Saturday, November 15, 2008

Distribution of Labor, Capitalism, and Obama

"Barack Obama and Joe Biden will enact a windfall profits tax on excessive oil company profits to give American families an immediate $1,000 emergency energy rebate to help families pay rising bills. This relief would be a down payment on the Obama-Biden long-term plan to provide middle-class families with at least $1,000 per year in permanent tax relief." [emphasis added] http://www.barackobama.com/issues/economy/#jumpstart

Where did these so-called windfall profits come from? The question really begins with where do profits come from, and why? And there is still another question which leads to an answer to both: What historical event caused the ability to make profits, when before that event capitalism did not and could not exist?

The mechanical clock changed history in the direction of capitalism. Without the clock, or something else metaphysically the same in its historical-industrial importance, there would be no capitalism. Before the mechanical clock there wasn't any capitalism; the clock was the metaphysical impetus to start the industrial revolution. That impetus needed capital to keep it operating and the industrial importance of the clock was that it demonstrated that anything--so it was believed--could now be mechanized, thus saving time in the form of manpower, and effort also in the form of saved manpower.

Savings equal profit, and it must begin with a savings of human effort.

So, before the mechanical clock, there was no capitalism, because the clock provided the mechanical means for the distribution of labor. How?

"Mechanical clocks replaced the old water clocks, which, by the 13th century, had been around for millennia. Water flowed steadily into a vertical tank and the rising water level indicated the time of day. That's simple enough, but, like mechanical clocks, water clocks had become ornate structures with gears and dials. Like mechanical clocks, they tolled the hours and displayed the planets.

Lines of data
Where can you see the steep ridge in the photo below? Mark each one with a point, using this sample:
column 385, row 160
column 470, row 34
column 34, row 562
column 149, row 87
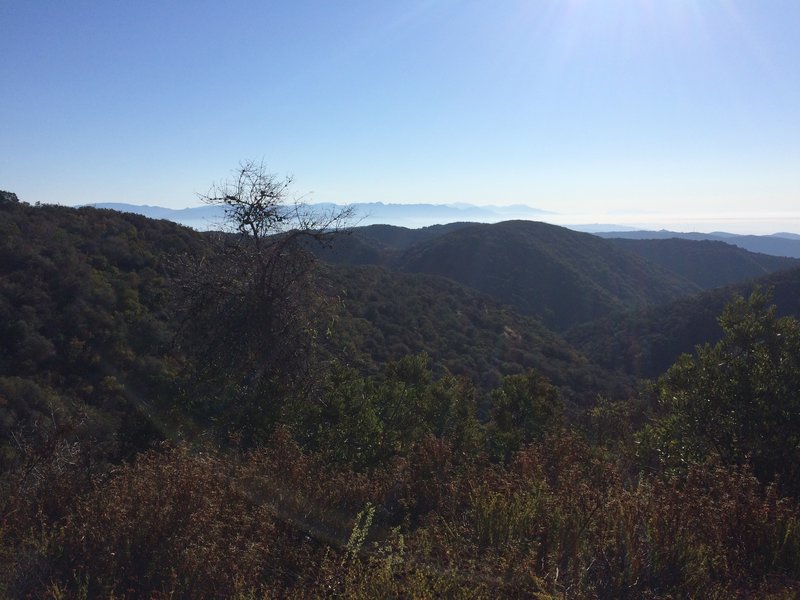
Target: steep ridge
column 644, row 343
column 707, row 263
column 560, row 276
column 386, row 315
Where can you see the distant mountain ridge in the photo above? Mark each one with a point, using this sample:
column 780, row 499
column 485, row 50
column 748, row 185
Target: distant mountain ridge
column 777, row 244
column 369, row 213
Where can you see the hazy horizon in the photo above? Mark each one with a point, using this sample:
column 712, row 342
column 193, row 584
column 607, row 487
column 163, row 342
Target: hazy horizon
column 581, row 107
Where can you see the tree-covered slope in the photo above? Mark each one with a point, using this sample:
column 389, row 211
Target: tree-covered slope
column 645, row 343
column 385, row 315
column 557, row 275
column 706, row 263
column 85, row 337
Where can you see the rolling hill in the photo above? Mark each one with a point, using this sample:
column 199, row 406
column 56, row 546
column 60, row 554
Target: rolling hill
column 707, row 263
column 560, row 276
column 644, row 343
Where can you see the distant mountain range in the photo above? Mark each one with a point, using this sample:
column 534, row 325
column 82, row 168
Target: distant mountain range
column 370, row 213
column 425, row 215
column 777, row 244
column 559, row 276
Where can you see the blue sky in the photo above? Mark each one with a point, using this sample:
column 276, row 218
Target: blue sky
column 575, row 106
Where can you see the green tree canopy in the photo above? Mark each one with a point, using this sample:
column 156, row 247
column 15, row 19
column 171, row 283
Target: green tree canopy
column 739, row 399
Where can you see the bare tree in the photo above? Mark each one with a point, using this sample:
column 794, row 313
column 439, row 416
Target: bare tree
column 249, row 304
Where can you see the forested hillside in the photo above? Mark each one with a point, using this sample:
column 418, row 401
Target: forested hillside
column 220, row 415
column 708, row 264
column 645, row 343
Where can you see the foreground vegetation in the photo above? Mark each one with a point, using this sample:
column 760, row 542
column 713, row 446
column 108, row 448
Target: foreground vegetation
column 134, row 466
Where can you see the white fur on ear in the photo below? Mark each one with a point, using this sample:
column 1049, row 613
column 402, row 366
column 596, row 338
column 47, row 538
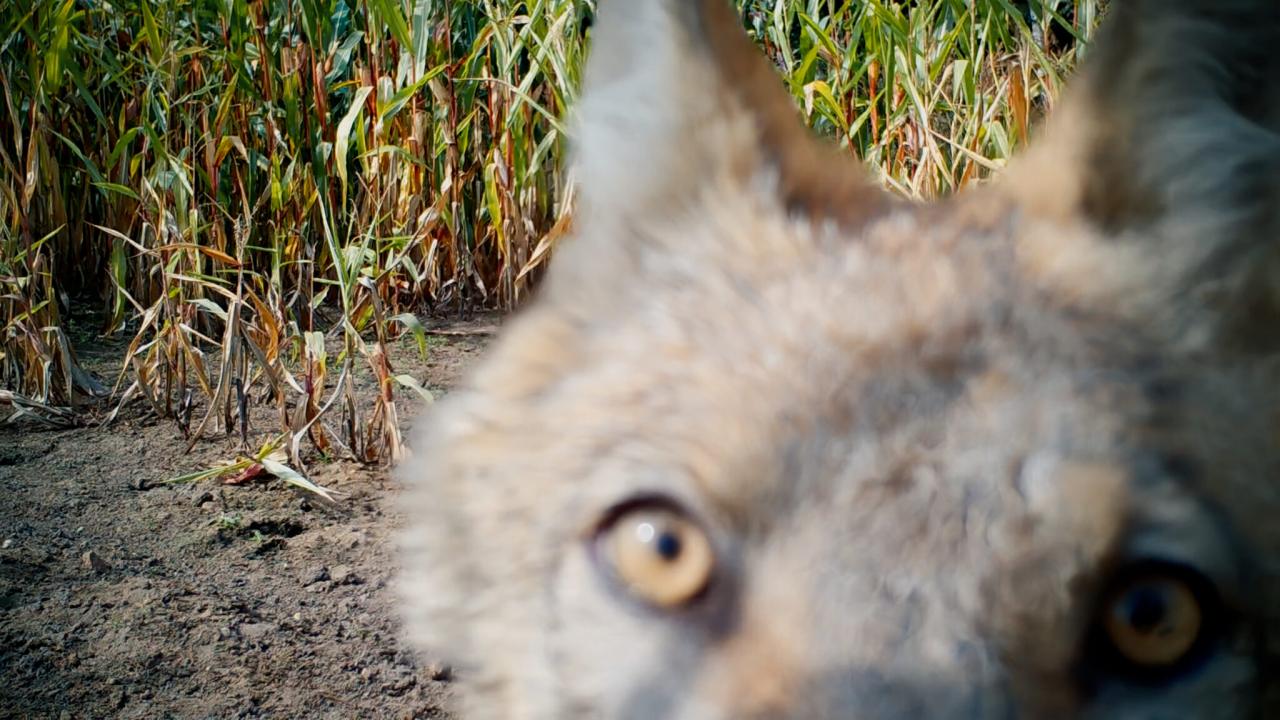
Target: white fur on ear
column 635, row 126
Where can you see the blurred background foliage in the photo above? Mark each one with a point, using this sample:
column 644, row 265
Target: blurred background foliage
column 257, row 192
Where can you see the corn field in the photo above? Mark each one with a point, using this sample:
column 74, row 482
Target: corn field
column 263, row 195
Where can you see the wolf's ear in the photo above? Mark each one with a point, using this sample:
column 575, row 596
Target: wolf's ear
column 1168, row 149
column 676, row 103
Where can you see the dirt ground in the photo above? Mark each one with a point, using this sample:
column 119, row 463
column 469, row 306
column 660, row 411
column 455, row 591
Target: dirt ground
column 124, row 596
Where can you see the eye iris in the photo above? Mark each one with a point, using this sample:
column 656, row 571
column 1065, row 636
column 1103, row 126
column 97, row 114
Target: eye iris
column 1155, row 621
column 1147, row 609
column 658, row 555
column 668, row 546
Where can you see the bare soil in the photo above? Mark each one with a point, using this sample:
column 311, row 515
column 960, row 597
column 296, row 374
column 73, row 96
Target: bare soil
column 126, row 596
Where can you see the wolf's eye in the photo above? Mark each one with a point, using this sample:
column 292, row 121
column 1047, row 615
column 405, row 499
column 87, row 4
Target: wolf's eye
column 1157, row 619
column 659, row 555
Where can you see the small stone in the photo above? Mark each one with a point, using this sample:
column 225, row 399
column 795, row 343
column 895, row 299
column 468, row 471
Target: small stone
column 344, row 575
column 94, row 561
column 256, row 630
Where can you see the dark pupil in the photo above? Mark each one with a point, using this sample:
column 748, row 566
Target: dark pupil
column 668, row 546
column 1146, row 609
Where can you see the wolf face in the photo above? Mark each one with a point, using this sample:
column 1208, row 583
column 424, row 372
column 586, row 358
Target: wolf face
column 772, row 443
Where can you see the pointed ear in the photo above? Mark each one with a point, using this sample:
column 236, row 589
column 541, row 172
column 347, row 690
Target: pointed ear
column 1168, row 149
column 676, row 100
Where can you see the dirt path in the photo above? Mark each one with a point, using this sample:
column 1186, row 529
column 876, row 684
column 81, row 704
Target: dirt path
column 126, row 597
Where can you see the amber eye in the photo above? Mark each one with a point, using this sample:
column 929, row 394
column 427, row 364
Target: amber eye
column 659, row 555
column 1157, row 619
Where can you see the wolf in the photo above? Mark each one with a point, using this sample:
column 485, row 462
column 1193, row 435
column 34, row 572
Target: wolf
column 773, row 443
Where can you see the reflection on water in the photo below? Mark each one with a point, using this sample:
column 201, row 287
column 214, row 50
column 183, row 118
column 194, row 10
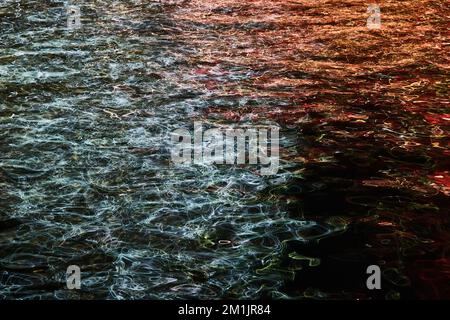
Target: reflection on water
column 85, row 172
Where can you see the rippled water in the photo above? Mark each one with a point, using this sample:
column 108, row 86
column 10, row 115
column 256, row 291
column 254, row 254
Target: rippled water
column 86, row 177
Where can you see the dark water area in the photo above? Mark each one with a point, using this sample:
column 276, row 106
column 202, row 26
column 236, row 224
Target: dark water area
column 85, row 171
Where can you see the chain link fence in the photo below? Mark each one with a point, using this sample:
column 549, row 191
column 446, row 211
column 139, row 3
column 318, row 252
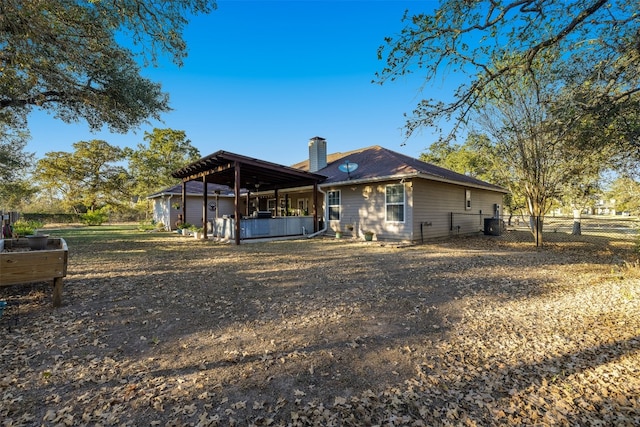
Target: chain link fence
column 589, row 228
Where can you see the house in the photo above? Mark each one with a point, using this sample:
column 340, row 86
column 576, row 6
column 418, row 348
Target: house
column 167, row 204
column 374, row 189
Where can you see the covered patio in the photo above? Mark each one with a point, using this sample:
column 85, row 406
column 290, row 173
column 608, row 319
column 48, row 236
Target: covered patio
column 249, row 176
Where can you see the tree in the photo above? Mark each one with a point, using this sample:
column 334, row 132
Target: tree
column 62, row 56
column 590, row 46
column 465, row 159
column 536, row 159
column 168, row 150
column 87, row 179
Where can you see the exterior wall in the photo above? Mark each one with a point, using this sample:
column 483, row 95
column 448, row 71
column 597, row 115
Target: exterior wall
column 434, row 202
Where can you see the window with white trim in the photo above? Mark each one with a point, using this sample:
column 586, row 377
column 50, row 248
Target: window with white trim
column 394, row 203
column 333, row 202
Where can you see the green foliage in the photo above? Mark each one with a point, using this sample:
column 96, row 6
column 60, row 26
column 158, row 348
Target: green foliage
column 62, row 56
column 95, row 217
column 26, row 227
column 626, row 193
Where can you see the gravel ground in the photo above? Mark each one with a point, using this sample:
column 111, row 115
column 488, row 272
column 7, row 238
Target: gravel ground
column 158, row 329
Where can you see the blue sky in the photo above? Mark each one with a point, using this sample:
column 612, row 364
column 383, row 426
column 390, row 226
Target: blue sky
column 263, row 77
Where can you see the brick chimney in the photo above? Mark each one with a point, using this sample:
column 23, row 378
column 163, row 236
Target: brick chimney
column 317, row 153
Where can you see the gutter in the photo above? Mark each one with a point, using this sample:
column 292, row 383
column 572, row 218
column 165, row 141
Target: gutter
column 326, row 222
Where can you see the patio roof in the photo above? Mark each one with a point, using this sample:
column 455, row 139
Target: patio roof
column 221, row 167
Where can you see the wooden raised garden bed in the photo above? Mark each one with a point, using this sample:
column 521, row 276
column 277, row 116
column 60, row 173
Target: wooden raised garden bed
column 19, row 263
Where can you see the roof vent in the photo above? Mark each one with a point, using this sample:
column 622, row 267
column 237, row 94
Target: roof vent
column 317, row 154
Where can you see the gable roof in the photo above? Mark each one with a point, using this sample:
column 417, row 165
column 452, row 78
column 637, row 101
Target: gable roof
column 376, row 163
column 194, row 188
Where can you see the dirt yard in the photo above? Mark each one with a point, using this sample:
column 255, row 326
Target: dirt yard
column 163, row 330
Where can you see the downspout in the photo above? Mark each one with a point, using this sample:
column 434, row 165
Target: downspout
column 326, row 222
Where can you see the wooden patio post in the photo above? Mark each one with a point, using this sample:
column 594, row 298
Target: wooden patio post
column 204, row 207
column 315, row 207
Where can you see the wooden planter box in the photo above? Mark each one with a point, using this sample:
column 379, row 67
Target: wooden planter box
column 20, row 264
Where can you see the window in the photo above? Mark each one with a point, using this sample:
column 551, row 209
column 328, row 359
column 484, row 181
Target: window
column 394, row 201
column 333, row 200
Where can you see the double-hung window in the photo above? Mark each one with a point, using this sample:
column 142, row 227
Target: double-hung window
column 333, row 201
column 394, row 202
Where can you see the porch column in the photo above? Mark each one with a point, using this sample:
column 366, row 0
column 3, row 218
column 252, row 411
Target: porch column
column 237, row 214
column 184, row 202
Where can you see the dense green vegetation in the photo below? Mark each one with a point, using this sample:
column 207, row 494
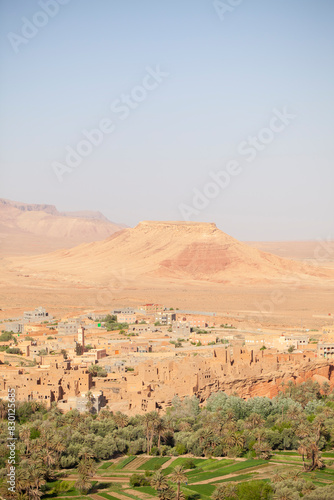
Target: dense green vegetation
column 260, row 448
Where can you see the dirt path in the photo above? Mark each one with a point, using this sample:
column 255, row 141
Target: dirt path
column 227, row 476
column 101, row 479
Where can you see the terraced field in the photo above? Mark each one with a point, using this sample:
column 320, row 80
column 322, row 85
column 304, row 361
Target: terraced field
column 112, row 478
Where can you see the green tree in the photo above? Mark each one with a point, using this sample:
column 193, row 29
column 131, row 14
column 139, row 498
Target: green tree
column 178, row 476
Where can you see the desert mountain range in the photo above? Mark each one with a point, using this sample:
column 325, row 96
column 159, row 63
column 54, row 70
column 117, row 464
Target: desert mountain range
column 33, row 229
column 187, row 252
column 82, row 261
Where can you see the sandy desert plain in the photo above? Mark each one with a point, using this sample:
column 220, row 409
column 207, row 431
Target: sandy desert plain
column 80, row 261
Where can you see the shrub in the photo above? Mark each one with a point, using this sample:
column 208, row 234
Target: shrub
column 138, row 480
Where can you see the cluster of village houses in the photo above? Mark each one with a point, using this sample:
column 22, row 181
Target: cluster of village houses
column 162, row 353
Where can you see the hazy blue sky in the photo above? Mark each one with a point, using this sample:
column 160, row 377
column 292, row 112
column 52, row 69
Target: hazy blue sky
column 227, row 73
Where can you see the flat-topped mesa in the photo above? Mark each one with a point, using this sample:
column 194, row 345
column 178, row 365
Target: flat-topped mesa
column 184, row 226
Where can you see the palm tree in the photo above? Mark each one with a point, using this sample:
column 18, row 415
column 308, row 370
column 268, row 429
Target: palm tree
column 161, row 430
column 86, row 469
column 302, row 450
column 303, row 431
column 178, row 476
column 254, row 421
column 313, row 453
column 121, row 419
column 24, row 434
column 3, row 409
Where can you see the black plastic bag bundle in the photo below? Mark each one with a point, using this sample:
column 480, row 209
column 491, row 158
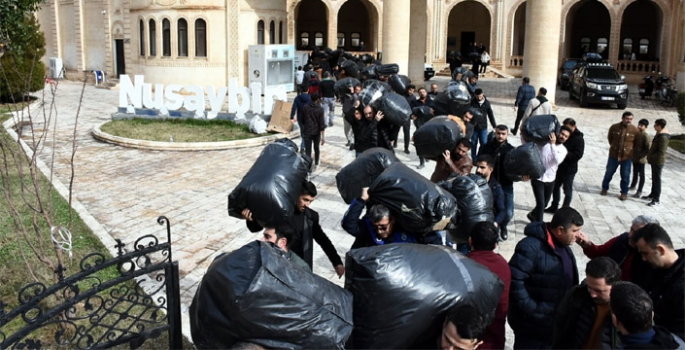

Work to complete
[1] Repeat everything from "So, before the" down to "displayed the planets." in the post on capitalism and the mechanical clock, word for word.
[2] Write the next part of the post on capitalism and the mechanical clock, picking up right after its last sentence.

Expected answers
[1]
So, before the mechanical clock, there was no capitalism, because the clock provided the mechanical means for the distribution of labor. How?

"Mechanical clocks replaced the old water clocks, which, by the 13th century, had been around for millennia. Water flowed steadily into a vertical tank and the rising water level indicated the time of day. That's simple enough, but, like mechanical clocks, water clocks had become ornate structures with gears and dials. Like mechanical clocks, they tolled the hours and displayed the planets.

[2]
"What makes a mechanical clock is a mechanism called an escapement -- the balance wheel on a watch or the pendulum on a grandfather's clock. An escapement ticks in a steady rhythm and lets the gears move forward in a series of little equal jumps." John Lienhard; University of Houston; http://www.uh.edu/engines/epi1506.htm

"Regular time-keeping and order was an essential feature of monastic life, especially under the Benedictine Rule. Work and prayer were controlled by the clock. This pattern of work was later transferred to secular working practices, and became a feature of early factory organization. It is primarily for this reason that Lewis Mumford traced the origins of the Industrial Revolution back to the tenth century.

"Writing in the 1930s, Mumford identified the clock as the key machine of the industrial age." [emphasis added] time for technology

Secular working practices were such that the machines built on the metaphysical premise of the clock, the premise in the belief that anything man could do with his hands could be done better and faster with a machine, did not become evident as "division of labor" until the machines had been built, which then naturally divided labor--one man would operate one machine, another man another, and so on, dividing the labor of the manufacturing process. This is where the time and labor savings came in to play.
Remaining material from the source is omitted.